◆ **Task goal**
A word-for-word transcript of the closing lines is required: from the one with "I need to locate the white" through the final line of the data.

◆ **Data excerpts**
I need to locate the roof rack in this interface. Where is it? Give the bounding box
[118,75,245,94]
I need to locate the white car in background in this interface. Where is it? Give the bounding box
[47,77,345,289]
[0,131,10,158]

◆ **Reply to the exercise**
I need to locate the white car in background in this interface. Where is it? Give the bounding box
[47,77,345,289]
[0,131,10,158]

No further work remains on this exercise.